This is to be expected, of course, but I was nevertheless surprised when I decided to practice using a cable on my BBF'ed camera. I briefly switched back to the default but I had been using BBF for a year now and had difficulty going back. I think I will have to learn to focus with the BBF button, THEN trigger release with cable.


----------



## Northstar (Aug 30, 2014)

Tried it for a few weeks...then quit and went back to shutter. I shoot sports, I just couldn't get comfortable with it.


----------



## JonAustin (Aug 30, 2014)

HankMD said:


> One possible drawback: cable release no longer activates focus.
> 
> This is to be expected, of course, but I was nevertheless surprised when I decided to practice using a cable on my BBF'ed camera.



Maybe _that's_ why I stopped using BBF ... (Early onset Alzheimer's is a bitch!)


----------



## FTb-n (Aug 30, 2014)

To me BBF is the most natural way to use the camera. It seems most inuitive that focusing and tripping the shutter are two distinct actions that should be done with two distinct buttons. Since I most often shoot in full manual mode, I like to have focus and exposure set before tripping the shutter and don't want the shutter button changing one of these settings.

The biggest drawback is handing he camera to my wife, who isn't used to it. But, my kids took to it quickly.

The is, however, one case where I may reassign focus to the shutter buton. When shooting a 90 minute figure skating exhibition in AI SERVO, it can get tiring to sit on the BBF button for most of the event, even when using a monopod.


----------



## terminatahx (Aug 31, 2014)

I need to try this on my next football game. Sometimes I do miss shots with the default shutter focus setting. Especially in situations where the action is full of bodies flying around.


----------



## sagittariansrock (Aug 31, 2014)

Marsu42 said:


> JonAustin said:
> 
> 
> > If I need to decouple focus from the shutter button for any reason, I'm much more likely these days to switch to manual focus.
> ...



Not sure I understand...
If you use BBF, your system is essentially on manual focus (AF off- hold) unless and until you press the back button...


----------



## privatebydesign (Aug 31, 2014)

sagittariansrock said:


> Marsu42 said:
> 
> 
> > JonAustin said:
> ...



I think you will find Marsu has AF on the shutter button and the AF-On button set to AF Off, that means if he wants to manual focus he just pushes the AF-On button (that turns AF off).


----------



## sagittariansrock (Aug 31, 2014)

privatebydesign said:


> sagittariansrock said:
> 
> 
> > Marsu42 said:
> ...



Oh, I understand his set up  
What I could not understand is why he can't set AF-On on the back button, and no AF function on the shutter button, essentially making it AF off-hold until and unless he presses the back button (since he was wishing for an AF off- hold scenario).


----------



## privatebydesign (Aug 31, 2014)

sagittariansrock said:


> privatebydesign said:
> 
> 
> > sagittariansrock said:
> ...



Because many people find needing to use their finger and thumb to AF and expose inefficient, especially if you regularly move AF point with the joystick or work EC with the back dial, or if you are in M mode adjust aperture with the back dial. I tend to use my thumb for other stuff and found I got thumb fatigue with BBF, I really like the AF-On button set to AF off, I find it works well for me and the other stuff I want to do with my thumb.

——

In the forum thread about back-button focus, what event does FTb-n name as a case where focus might be reassigned to the shutter button?

→ Given data
——

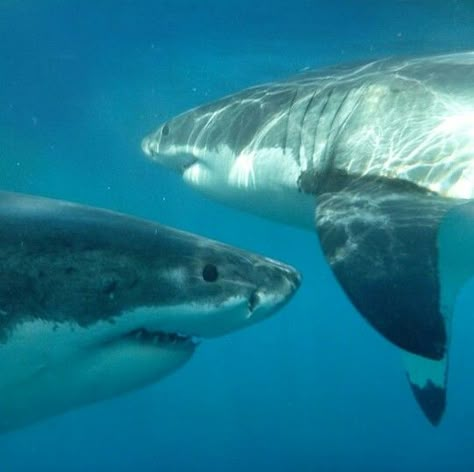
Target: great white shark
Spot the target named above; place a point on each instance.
(379, 157)
(94, 304)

——

→ The response
A 90-minute figure skating exhibition shot in AI SERVO.